Cuadrilla to start fracking in Lancashire
After securing consent from Government this summer, energy company Cuadrilla will start hydraulic fracturing at its Preston New Road site in Lancashire in the next week.
The company is to spend the next three months carrying out fracking at its two wells on the site. This will allow it to make an initial assessment of how much gas will be recoverable from the site, and the project’s commercial viability. Cuadrilla expects to complete this work by the first quarter of next year.
The first horizontal shale gas well was completed by Cuadrilla in April 2018 through the Lower Bowland shale rock, at approximately 2,300m below surface and extends laterally for some 800m. The second horizontal shale gas well was completed in July and has been drilled through the Upper Bowland shale at an approximate depth of 2,100m below the surface, extending laterally for some 750m through the shale.
These are the first two horizontal shale exploration wells to be drilled onshore in the UK; the first well secured consent from the Department for Business, Energy & Industrial Strategy in July this year, while the second was given the go-ahead in September.

Problem set:
**a.** Summarize the article on Cuadrilla's fracking plans in two sentences.
**b.** Rewrite the stretch of the article from "Cuadrilla to start" through "the next week.", changing "hydraulic fracturing" to "fracking".
The items after this article come from a separate source.

Exercise data:
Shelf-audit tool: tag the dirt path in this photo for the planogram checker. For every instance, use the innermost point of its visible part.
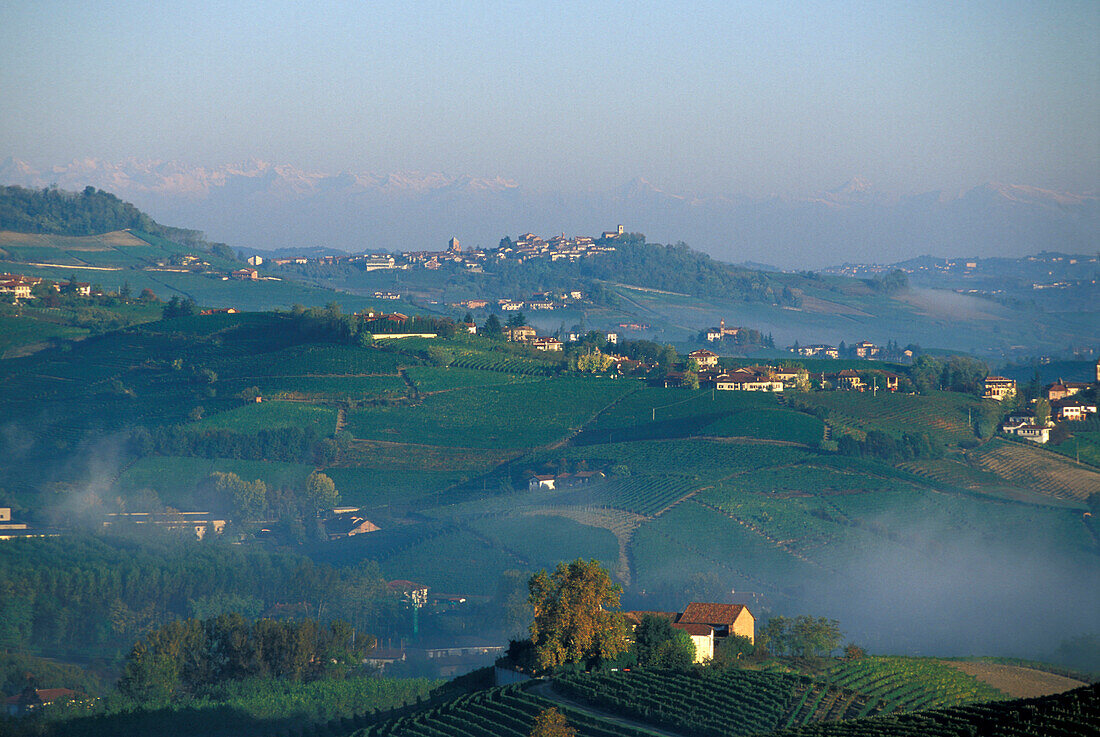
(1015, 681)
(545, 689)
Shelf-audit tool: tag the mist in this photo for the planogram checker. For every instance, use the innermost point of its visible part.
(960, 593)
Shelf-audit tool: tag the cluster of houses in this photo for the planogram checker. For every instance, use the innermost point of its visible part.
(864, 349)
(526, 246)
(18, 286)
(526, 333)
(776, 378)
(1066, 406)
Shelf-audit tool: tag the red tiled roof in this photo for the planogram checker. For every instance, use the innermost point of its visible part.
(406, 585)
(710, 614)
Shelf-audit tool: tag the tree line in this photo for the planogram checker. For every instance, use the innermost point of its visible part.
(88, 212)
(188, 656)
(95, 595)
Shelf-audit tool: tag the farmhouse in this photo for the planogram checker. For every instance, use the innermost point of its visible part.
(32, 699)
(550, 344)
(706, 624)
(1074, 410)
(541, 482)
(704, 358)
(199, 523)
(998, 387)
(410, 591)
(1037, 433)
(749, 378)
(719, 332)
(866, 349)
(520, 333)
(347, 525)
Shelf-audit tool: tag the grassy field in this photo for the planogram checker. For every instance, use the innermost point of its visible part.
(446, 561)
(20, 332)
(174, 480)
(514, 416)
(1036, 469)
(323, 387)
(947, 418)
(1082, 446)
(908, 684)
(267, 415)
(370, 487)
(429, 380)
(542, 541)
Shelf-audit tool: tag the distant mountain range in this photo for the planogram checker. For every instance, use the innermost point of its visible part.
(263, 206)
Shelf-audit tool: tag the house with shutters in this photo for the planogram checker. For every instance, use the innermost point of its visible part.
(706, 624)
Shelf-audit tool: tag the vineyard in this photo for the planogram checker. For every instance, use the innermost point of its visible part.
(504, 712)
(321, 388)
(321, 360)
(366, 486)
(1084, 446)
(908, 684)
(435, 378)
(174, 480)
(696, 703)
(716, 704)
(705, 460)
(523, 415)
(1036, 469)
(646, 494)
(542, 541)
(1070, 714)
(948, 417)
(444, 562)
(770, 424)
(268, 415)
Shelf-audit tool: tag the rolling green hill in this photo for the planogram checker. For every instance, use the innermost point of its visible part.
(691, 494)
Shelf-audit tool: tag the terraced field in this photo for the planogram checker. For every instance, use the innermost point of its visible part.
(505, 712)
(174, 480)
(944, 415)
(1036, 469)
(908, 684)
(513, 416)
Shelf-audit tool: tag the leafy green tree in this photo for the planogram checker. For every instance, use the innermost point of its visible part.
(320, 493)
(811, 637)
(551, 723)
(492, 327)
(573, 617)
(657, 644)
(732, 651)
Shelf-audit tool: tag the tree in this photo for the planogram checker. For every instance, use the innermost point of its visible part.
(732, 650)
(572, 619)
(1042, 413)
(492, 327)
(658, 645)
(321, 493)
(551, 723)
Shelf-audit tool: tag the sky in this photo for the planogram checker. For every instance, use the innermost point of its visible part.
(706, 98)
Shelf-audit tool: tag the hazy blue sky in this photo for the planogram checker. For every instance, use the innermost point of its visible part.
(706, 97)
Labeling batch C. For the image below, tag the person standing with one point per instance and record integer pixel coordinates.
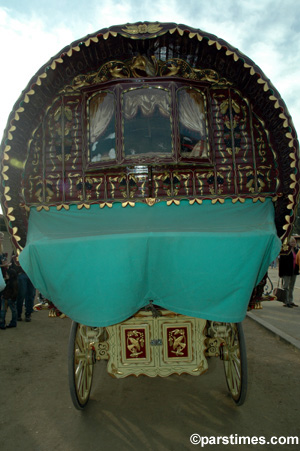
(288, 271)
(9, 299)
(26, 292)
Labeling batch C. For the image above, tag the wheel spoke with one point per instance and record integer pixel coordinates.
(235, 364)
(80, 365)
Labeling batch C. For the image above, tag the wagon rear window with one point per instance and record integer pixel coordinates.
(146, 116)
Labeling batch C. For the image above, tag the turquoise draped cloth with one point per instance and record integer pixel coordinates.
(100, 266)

Solutions to each task:
**a.** With Government consent secured, energy company Cuadrilla will start fracking at its Preston New Road site in Lancashire within the next week, spending three months on its two wells there to make an initial assessment of recoverable gas and the project's commercial viability. The two wells, the first horizontal shale exploration wells drilled onshore in the UK, were completed through the Lower and Upper Bowland shale at roughly 2,300m and 2,100m below the surface.

**b.**
Cuadrilla to start fracking in Lancashire
After securing consent from Government this summer, energy company Cuadrilla will start fracking at its Preston New Road site in Lancashire in the next week.